### OPDRACHTEN
a: Leg uit waarom de krapte op de arbeidsmarkt volgens de brontekst ook een kans biedt.
b: Voor hoeveel projecten werd volgens de brontekst in de tweede ronde van het Nationaal Groeifonds geld toegekend en gereserveerd?
c: Schrijf de brontekst over het economisch en klimaatbeleid verder vanaf het punt waar deze ophoudt.

### BRONTEKST
- - -
Ook in 2023 zal het Nationaal Groeifonds bijdragen aan het vergroten van het Nederlands verdienvermogen. Het Nationaal Groeifonds richt zich vanaf de derde ronde van het Groeifonds op investeringen op twee terreinen: Kennisontwikkeling enerzijds en Onderzoek, ontwikkeling en innovatie anderzijds. In 2021 besloot het kabinet bij de eerste ronde van het Nationaal Groeifonds om voor ruim € 4,1 mld (al dan niet voorwaardelijk) toe te kennen en te reserveren. In 2022 werd voor de tweede ronde besloten tot het (al dan niet voorwaardelijk) toekennen van € 5 mld en het reserveren van € 1,3 mld, voor in totaal 28 projecten. Hiermee wordt fors geïnvesteerd in duurzame economische groei in Nederland.

Een dwarsdoorsnijdende uitdaging bij alle opgaven waar EZK voor staat is de grote krapte op de arbeidsmarkt. Zo vormen personeelstekorten op dit moment een grote belemmering voor de klimaat- en digitale transitie. Maar ook voor het realiseren van duurzame groei zijn de tekorten een probleem. Deze kabinetsperiode wil EZK daarom, samen met SZW en OCW, de tekorten aan technici en ICT’ers terugdringen. Dat doet het kabinet middels het Actieplan Groene en Digitale Banen.8 Doel is om met dit actieplan tot aanvullend beleid te komen. Tegelijkertijd ligt er ook een kans besloten in de arbeidsmarktkrapte. Door voortvarend aan de slag te gaan met digitalisering en andere technologische vernieuwing kunnen we onze productiviteit verhogen, en daarmee onze welvaart. De vindingrijkheid van bedrijven is hierbij onmisbaar.

Duurzaam Nederland

Vanuit onze nationale verantwoordelijkheid om de mondiale temperatuurstijging te beperken, heeft Nederland in 2019 een Klimaatwet vastgelegd. Deze wet biedt een kader voor beleid gericht op het terugdringen van de emissies van broeikasgassen in Nederland, tot klimaatneutraliteit in 2050. Inmiddels heeft de EU overeenstemming bereikt over verhoging van het 2030-doel van ten minste 40 procent reductie van broeikasgassen ten opzichte van 1990 naar ten minste 55 procent. In het in 2022 gepubliceerde coalitieakkoord is ook voor Nederland het doel van ten minste 55 procent reductie in 2030 opgenomen, en klimaatneutraliteit in 2050. Daarnaast streeft Nederland naar een circulaire economie in 2050.
- - -
### OEFENMATERIAAL

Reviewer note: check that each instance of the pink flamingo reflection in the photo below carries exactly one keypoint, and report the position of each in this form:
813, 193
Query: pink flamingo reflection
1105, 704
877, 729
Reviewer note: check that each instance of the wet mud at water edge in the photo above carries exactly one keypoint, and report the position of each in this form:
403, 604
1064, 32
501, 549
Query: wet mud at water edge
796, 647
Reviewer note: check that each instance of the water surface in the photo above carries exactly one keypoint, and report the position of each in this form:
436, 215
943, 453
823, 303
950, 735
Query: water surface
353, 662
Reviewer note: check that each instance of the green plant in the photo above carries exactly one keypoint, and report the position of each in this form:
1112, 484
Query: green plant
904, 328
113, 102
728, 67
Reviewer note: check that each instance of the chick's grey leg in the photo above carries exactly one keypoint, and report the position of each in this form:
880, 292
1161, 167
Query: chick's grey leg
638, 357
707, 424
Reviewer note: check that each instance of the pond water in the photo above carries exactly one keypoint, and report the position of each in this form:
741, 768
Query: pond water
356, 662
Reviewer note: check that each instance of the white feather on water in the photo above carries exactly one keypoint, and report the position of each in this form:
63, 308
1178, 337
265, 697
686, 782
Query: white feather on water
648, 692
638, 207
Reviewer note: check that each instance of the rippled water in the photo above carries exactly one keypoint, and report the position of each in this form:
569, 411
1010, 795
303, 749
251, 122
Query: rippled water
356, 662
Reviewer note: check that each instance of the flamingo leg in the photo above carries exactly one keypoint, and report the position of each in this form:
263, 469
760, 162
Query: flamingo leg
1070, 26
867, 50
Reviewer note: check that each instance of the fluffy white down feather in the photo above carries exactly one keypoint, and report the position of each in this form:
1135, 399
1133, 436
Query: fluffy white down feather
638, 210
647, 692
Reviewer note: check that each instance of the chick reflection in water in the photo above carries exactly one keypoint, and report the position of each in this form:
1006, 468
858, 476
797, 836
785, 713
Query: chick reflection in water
- - -
### ANTWOORDEN OP VOLGORDE
a: Door voortvarend aan de slag te gaan met digitalisering en andere technologische vernieuwing kan de productiviteit worden verhoogd, en daarmee de welvaart.

b: In totaal 28 projecten.

c:
Nederland staat voor een ongekende transitie op het gebied van duurzaamheid en een klimaatneutrale economie. De oorlog in Oekraïne heeft het belang van een succesvolle energie- en klimaattransitie nader onderstreept. EZK zet zich in voor het combineren van het streven naar duurzame groei en een sterke economie met het verbeteren van het milieu, middels reductie van broeikasgasemissies en andere schadelijke emissies, aanpak van de stikstofproblematiek en circulariteit. Ook leveringszekerheid van energie en onafhankelijk worden van Russisch gas en olie zijn belangrijke doelen. Verder is leveringszekerheid van kritieke metalen van cruciaal belang voor de energietransitie. Een circulaire economie draagt daaraan bij, evenals aan het verlagen van broeikasgasemissies in de hele keten.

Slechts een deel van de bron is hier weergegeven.